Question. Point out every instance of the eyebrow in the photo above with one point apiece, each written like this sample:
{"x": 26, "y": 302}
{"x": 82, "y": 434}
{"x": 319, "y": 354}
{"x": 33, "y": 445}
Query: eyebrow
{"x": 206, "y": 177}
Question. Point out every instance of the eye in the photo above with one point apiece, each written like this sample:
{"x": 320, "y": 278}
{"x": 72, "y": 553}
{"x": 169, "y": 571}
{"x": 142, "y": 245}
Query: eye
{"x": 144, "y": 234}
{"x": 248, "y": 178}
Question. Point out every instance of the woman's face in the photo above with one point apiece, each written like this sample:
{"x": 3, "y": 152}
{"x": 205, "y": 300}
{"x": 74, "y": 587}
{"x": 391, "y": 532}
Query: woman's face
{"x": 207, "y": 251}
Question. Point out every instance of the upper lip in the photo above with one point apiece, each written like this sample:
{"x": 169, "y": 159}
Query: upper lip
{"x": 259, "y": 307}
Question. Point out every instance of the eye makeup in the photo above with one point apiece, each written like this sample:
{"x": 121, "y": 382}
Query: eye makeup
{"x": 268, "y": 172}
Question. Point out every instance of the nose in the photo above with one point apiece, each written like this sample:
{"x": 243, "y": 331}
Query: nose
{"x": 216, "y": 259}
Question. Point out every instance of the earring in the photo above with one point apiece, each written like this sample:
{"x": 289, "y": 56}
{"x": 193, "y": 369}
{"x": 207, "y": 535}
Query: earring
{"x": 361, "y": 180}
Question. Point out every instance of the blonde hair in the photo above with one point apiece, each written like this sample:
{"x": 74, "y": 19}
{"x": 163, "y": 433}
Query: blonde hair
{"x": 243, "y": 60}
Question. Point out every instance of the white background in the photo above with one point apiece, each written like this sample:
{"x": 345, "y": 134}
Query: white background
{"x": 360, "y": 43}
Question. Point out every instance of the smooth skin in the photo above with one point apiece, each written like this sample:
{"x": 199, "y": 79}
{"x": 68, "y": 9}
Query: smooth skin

▸ What is being asked: Can you copy every one of the items above word for word, keeping their original order?

▸ Response for this exercise:
Question. Point out every instance of the eyebrow in the photo above with one point apiece, each written like this sample:
{"x": 26, "y": 302}
{"x": 82, "y": 434}
{"x": 319, "y": 354}
{"x": 33, "y": 445}
Query: eyebrow
{"x": 206, "y": 177}
Question. Point out every instance of the eye in the photo above with one point apiece, each written like this sample:
{"x": 320, "y": 278}
{"x": 72, "y": 553}
{"x": 169, "y": 571}
{"x": 142, "y": 245}
Query: eye
{"x": 144, "y": 234}
{"x": 248, "y": 178}
Question. Point out every instance of the woman's face in the photo above with one point apiece, each written like this sample:
{"x": 3, "y": 152}
{"x": 205, "y": 300}
{"x": 74, "y": 587}
{"x": 391, "y": 532}
Query: woman's face
{"x": 207, "y": 251}
Question. Point out every instance of the upper lip in the photo above with one point apiece, each written like this sample:
{"x": 169, "y": 159}
Query: upper lip
{"x": 259, "y": 307}
Question. Point out every instance of the eye makeup in the photo above with one point apiece, each written like this sample:
{"x": 121, "y": 382}
Query: eye makeup
{"x": 268, "y": 172}
Question. Point out every instance of the nose in the photo above with one point apiece, each written like this sample:
{"x": 243, "y": 331}
Query: nose
{"x": 216, "y": 259}
Question. Point out every instance of the earring in the photo above with one point apiece, each written like this sample:
{"x": 289, "y": 56}
{"x": 193, "y": 369}
{"x": 207, "y": 535}
Query: earring
{"x": 361, "y": 180}
Question. Point out every instance of the blonde hair in the photo above with one point apiece, each written like this sample:
{"x": 74, "y": 19}
{"x": 163, "y": 433}
Query: blonde hair
{"x": 243, "y": 60}
Question. Point out every instance of the white background in the photo above with one point apiece, each written like this sample:
{"x": 345, "y": 134}
Query: white background
{"x": 360, "y": 43}
Question. Point out every instance of the smooth skin in the photo above with one point apiece, each written like this sample:
{"x": 199, "y": 79}
{"x": 68, "y": 9}
Query: smooth skin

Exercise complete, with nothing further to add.